== REQUEST ==
Give back exactly the lines that run from the line containing "the green grassy" through the end of the listing below. Leave out every other line.

== RECORDS PROVIDED ==
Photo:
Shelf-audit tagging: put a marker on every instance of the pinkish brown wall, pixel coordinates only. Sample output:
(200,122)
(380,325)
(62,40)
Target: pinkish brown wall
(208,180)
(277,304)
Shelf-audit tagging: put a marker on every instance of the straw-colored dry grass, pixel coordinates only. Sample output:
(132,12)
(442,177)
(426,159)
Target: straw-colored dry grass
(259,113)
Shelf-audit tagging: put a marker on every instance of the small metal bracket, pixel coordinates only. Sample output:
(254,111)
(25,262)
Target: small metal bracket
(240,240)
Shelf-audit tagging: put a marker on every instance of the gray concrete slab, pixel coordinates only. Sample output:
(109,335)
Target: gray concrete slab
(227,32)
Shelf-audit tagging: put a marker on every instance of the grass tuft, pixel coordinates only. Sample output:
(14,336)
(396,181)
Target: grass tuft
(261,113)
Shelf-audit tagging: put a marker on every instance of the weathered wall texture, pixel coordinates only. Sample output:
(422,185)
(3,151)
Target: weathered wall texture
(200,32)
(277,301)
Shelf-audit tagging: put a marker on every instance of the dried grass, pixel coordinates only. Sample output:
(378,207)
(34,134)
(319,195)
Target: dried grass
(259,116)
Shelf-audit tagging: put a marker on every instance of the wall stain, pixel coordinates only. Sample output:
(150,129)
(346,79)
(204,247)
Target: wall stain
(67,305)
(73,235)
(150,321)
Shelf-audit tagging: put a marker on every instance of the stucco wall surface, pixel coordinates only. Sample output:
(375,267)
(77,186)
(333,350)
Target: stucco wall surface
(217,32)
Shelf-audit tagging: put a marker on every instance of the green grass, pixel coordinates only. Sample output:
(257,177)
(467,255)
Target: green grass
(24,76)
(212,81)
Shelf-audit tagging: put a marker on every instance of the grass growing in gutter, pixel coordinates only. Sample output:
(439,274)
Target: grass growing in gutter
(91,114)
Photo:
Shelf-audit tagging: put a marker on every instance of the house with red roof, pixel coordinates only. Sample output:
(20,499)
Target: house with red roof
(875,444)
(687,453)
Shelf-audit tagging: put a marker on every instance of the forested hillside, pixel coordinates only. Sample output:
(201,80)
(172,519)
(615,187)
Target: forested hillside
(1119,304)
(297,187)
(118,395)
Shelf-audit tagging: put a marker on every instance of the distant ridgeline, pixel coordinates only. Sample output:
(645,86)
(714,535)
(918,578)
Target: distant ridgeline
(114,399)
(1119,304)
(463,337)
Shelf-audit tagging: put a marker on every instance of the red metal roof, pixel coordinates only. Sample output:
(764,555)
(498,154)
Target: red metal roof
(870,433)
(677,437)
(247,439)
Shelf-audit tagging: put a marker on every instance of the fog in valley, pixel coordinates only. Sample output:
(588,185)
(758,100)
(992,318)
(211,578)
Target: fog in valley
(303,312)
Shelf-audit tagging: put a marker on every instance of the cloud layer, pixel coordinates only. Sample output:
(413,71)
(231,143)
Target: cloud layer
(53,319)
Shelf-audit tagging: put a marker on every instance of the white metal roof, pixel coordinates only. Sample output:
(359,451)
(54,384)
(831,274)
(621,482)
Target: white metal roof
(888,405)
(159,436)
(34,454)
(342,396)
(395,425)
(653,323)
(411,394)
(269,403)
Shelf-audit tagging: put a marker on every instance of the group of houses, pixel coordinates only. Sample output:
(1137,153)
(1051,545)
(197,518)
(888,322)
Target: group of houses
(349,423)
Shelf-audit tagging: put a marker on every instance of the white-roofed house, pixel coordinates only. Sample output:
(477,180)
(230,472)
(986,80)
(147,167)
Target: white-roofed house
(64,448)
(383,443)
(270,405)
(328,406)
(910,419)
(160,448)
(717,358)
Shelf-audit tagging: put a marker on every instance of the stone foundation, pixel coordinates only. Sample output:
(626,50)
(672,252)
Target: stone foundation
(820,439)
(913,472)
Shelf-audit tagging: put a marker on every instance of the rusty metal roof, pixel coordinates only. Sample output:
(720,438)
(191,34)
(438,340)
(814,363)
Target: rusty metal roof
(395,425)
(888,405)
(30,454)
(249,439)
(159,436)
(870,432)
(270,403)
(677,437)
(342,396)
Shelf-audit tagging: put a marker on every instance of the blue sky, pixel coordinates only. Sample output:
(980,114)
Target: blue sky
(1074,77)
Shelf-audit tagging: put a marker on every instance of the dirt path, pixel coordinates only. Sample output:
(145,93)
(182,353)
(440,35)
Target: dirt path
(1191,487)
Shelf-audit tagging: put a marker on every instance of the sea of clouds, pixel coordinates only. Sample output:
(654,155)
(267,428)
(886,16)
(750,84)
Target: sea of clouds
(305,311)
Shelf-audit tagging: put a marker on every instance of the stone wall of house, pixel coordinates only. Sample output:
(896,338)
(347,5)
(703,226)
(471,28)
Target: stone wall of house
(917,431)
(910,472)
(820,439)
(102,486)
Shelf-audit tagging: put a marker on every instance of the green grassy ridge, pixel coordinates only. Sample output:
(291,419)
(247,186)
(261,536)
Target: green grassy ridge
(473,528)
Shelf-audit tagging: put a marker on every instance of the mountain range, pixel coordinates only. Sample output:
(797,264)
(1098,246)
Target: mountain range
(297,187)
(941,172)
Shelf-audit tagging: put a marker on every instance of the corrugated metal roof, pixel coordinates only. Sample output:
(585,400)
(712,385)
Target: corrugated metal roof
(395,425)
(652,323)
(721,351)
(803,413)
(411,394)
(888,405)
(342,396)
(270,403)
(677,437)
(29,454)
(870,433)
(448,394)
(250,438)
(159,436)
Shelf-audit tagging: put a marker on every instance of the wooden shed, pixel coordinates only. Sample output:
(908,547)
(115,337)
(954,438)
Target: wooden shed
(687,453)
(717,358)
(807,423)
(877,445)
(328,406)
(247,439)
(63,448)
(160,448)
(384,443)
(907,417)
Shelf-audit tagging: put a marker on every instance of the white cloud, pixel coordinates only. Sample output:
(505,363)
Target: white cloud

== SOLUTION TO THIS PROBLEM ==
Shelf-audit tagging: put a marker on every instance of the green grassy ridge, pixel coordinates only. Sample output:
(291,419)
(247,186)
(261,536)
Target: green grassy ridge
(473,528)
Shelf-audit tagging: put a marker on every instance of the mountain range, pixel coordinates only. Sample output:
(797,264)
(1098,246)
Target: mountain range
(297,187)
(941,172)
Shelf-audit tagging: put a marker on every instance of the corrugated metal roof, pixel coordinates only. Sample output:
(585,400)
(712,385)
Target: corrugated metal roof
(395,425)
(652,323)
(721,351)
(803,413)
(411,394)
(888,405)
(342,396)
(270,403)
(677,437)
(29,454)
(870,433)
(448,394)
(250,438)
(159,436)
Shelf-audit tagging: put a marker on every instance of the wooden shed, pixel coordinates only. Sample output:
(908,547)
(115,337)
(954,438)
Target: wooden shed
(687,453)
(717,358)
(807,423)
(877,445)
(328,406)
(247,439)
(63,448)
(160,448)
(384,443)
(907,417)
Shelf-audit tagging: put a marker on every instance of the white cloud, pixel coordinates only. Sample output:
(505,363)
Target: white cloud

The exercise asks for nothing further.